Exercise brief: Could you set down every entry exactly as it stands, without the images?

☆ ☆ ☆ ☆ ☆

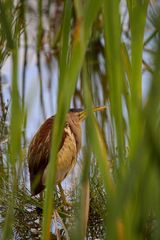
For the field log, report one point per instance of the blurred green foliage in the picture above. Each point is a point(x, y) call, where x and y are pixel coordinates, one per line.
point(105, 50)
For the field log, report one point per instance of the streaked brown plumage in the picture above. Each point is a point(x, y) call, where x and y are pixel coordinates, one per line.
point(39, 149)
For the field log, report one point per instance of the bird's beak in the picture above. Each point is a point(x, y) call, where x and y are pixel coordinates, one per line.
point(83, 114)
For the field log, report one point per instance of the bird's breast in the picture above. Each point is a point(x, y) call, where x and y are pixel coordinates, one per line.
point(66, 157)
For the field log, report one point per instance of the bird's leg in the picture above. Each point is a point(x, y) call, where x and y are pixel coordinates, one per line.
point(65, 202)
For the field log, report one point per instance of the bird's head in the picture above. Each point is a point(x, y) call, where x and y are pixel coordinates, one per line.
point(80, 114)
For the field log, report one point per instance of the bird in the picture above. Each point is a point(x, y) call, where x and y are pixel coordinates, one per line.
point(40, 147)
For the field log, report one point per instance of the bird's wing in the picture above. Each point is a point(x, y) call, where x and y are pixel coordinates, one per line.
point(38, 154)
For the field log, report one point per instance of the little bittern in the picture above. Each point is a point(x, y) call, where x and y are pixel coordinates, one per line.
point(39, 149)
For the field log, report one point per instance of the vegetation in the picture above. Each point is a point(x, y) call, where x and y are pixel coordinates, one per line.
point(99, 53)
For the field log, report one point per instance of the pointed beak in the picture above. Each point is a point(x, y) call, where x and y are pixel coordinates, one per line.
point(83, 114)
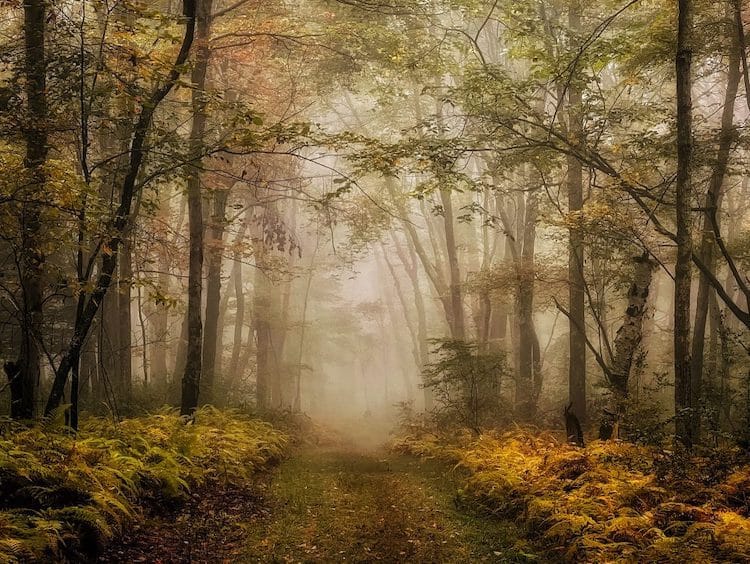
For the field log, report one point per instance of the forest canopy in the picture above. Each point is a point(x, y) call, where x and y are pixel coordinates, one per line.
point(465, 214)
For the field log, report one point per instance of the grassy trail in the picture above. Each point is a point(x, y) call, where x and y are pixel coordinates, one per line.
point(338, 505)
point(321, 505)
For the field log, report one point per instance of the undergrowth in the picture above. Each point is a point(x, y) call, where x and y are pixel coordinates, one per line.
point(63, 496)
point(609, 502)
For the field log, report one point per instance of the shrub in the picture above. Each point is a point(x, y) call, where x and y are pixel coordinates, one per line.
point(607, 502)
point(63, 496)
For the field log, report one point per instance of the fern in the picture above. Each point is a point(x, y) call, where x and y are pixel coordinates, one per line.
point(93, 484)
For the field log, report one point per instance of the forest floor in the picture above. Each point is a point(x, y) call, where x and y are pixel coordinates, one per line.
point(327, 504)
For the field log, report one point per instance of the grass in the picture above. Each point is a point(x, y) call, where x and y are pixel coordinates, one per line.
point(64, 496)
point(609, 502)
point(347, 506)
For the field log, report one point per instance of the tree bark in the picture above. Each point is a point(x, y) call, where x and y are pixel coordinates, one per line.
point(32, 257)
point(630, 333)
point(193, 361)
point(577, 323)
point(213, 294)
point(122, 217)
point(458, 328)
point(686, 399)
point(713, 200)
point(528, 378)
point(124, 323)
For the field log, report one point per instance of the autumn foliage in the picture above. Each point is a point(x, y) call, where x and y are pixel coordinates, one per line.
point(611, 501)
point(62, 496)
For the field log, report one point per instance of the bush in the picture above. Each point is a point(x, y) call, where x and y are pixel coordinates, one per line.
point(63, 496)
point(611, 501)
point(465, 384)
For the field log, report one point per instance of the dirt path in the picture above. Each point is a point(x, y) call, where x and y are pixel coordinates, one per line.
point(329, 505)
point(343, 506)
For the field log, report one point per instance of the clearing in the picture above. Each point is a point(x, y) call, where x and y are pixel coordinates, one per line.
point(328, 504)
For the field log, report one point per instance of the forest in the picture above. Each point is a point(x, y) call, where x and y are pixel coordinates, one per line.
point(374, 281)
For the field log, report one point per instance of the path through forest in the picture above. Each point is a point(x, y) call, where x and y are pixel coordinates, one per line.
point(331, 504)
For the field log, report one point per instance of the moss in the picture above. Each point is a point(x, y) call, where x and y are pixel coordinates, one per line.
point(64, 496)
point(612, 501)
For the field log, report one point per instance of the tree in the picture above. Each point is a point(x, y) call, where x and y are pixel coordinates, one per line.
point(193, 365)
point(89, 303)
point(687, 389)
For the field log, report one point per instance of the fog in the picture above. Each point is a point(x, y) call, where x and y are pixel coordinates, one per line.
point(463, 213)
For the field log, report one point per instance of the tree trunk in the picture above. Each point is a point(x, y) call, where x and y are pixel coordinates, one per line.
point(239, 298)
point(122, 218)
point(686, 398)
point(528, 378)
point(630, 333)
point(193, 362)
point(213, 294)
point(262, 333)
point(577, 323)
point(31, 264)
point(458, 328)
point(124, 324)
point(713, 201)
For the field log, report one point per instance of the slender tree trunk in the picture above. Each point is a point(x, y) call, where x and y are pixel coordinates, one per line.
point(26, 371)
point(213, 294)
point(193, 363)
point(528, 378)
point(630, 333)
point(713, 201)
point(577, 323)
point(122, 219)
point(686, 398)
point(239, 298)
point(458, 328)
point(262, 334)
point(124, 323)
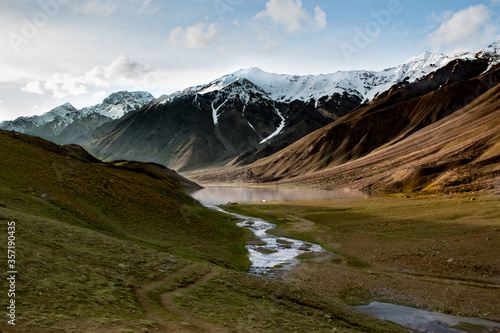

☆ ☆ ☆ ☆ ☆

Your solution:
For the field log, report one point per instance of the blurred green foliage in the picture above. Each point is a point(x, y) call, where x and y are pixel coordinates, one per line.
point(105, 50)
For the field log, report one point per instance of the streaked brown plumage in the picture above. Each point is a point(x, y) call, where x and y are pixel coordinates, one per line.
point(39, 149)
For the field log, report one point per instance of the bird's beak in the picture above. Each point is a point(x, y) call, where x and y are pixel coordinates, one per line.
point(83, 114)
For the field log, report one point per instance of the bird's breast in the picture above. Each point is a point(x, y) call, where x and y are pixel coordinates, one per line.
point(66, 157)
For the field log, report one point per instance of the bird's leg in the picture above. Each point is a point(x, y) call, where x and y are pixel coordinates, one per line.
point(65, 202)
For the field log, report one point per instance of the bird's head in the picture above. Each point is a point(x, y) call, where x and y are pixel coordinates, one per line.
point(80, 114)
For the field log, report one point per instance of the bird in the picture above. Each point is a point(x, y) call, where x and y are pixel coordinates, one per line.
point(40, 147)
For the field log, report one point per instance of the bird's wing in the picture above. Each point is a point(x, y) call, where x and y are pixel coordinates, one per line.
point(38, 154)
For the field log, report one point per instance of the little bittern in the picture above. Each point is a point(x, y) call, where x and y are pixel coordinates, one per line.
point(39, 149)
For the field log, report one point per instance of the vegetation in the picture above. Each point is a point(x, y) call, where x and y are pixel coordinates, one per line.
point(99, 53)
For the field log, report one point per instance of the pointed beak in the picture above. Each point is a point(x, y) call, where x and y are pixel coordinates, one per line.
point(83, 114)
For the field log, report one point per instance of the forest canopy in the picture above. Each point is a point(x, y) call, where x and y are pixel coordinates, one per line.
point(465, 214)
For the field log, report one point per instance of the grassy trail in the picture above. Each point is a point(x, y) call, where x and y are pixel coordinates, one per line.
point(338, 505)
point(321, 505)
For the field log, report one point per instance of the undergrowth in the picture above. Each point is a point(x, y) call, where x and y are pixel coordinates, one per line.
point(63, 496)
point(609, 502)
For the field log, report one point per instance of the shrub in the picture above. Each point is a point(x, y) call, where x and y are pixel coordinates, one per line.
point(607, 502)
point(63, 496)
For the field log, report one point per instance of the fern in the picture above. Each point is a point(x, y) call, where x and y are pixel coordinates, one per line.
point(93, 484)
For the field log, report one point per instance of the forest floor in the picture above. Each point is a point(x, y) call, where x and y are pixel coordinates, one per line.
point(327, 504)
For the field log, report one point per instance of the grass in the picture above. Each point is a point(x, y) call, where x and y are pixel coordinates, one per line.
point(64, 496)
point(609, 502)
point(347, 506)
For the field log, report one point per instance of the tree bark in the picture above. Each point is a point(x, y) call, where x and y are pixel coordinates, one per line.
point(32, 257)
point(630, 333)
point(193, 361)
point(577, 323)
point(213, 294)
point(122, 217)
point(458, 328)
point(686, 399)
point(713, 200)
point(528, 378)
point(124, 323)
For the field log, report one point per instance of the autumn foliage in the picture above. Each point is a point(x, y) call, where x and y are pixel coordinates, one per line.
point(611, 501)
point(62, 496)
For the field log, report one point per instance of the bush in the picture above. Each point is a point(x, y) call, where x and y are pixel coordinates, one per line.
point(63, 496)
point(611, 501)
point(465, 384)
For the field log, report one point per instance of the dirt path in the picture above. Each point is a point(x, y) call, where x and y are pixel coordinates, one per line.
point(329, 505)
point(343, 506)
For the field log, report one point per instance of the clearing in the picture above. Each point is a point(x, y) call, where x and y are pixel coordinates, one per line.
point(328, 504)
For the field log, report one point per instance of the forest in the picture above. Each point is a point(x, y) call, where x and y are pixel coordinates, one per line.
point(374, 281)
For the field log, report one point per instance of the path through forest in the picture above. Each point is a point(x, y) call, where x and y are pixel coordinates, one per line.
point(331, 504)
For the field log, report one point per instance of the moss in the picture above. Each point is a point(x, y) call, where x and y are pixel coordinates, one per line.
point(64, 496)
point(612, 501)
For the field log, report one point per instance of the tree in the picture above. Each point is a point(x, y) call, where x and y are pixel coordinates, one per line.
point(193, 365)
point(89, 303)
point(687, 389)
For the field log, report one point per instance of the fog in the picture above. Each point is a point(x, y) call, where x and y are pixel coordinates, one per line.
point(463, 213)
For the field log, report one point per instance of the tree trunk in the picture above. Each point is a point(x, y) call, where x and y are pixel coordinates, one per line.
point(239, 298)
point(122, 218)
point(686, 398)
point(528, 378)
point(630, 333)
point(193, 362)
point(213, 294)
point(262, 333)
point(577, 323)
point(31, 264)
point(458, 328)
point(124, 324)
point(713, 201)
For the field log, report one point per instance of the slender tree trunk in the picture above. Each point is a point(x, y) call, where x and y are pixel coordinates, one per line.
point(26, 371)
point(213, 294)
point(193, 363)
point(528, 378)
point(630, 333)
point(713, 201)
point(577, 323)
point(122, 219)
point(686, 398)
point(239, 298)
point(458, 328)
point(262, 334)
point(124, 323)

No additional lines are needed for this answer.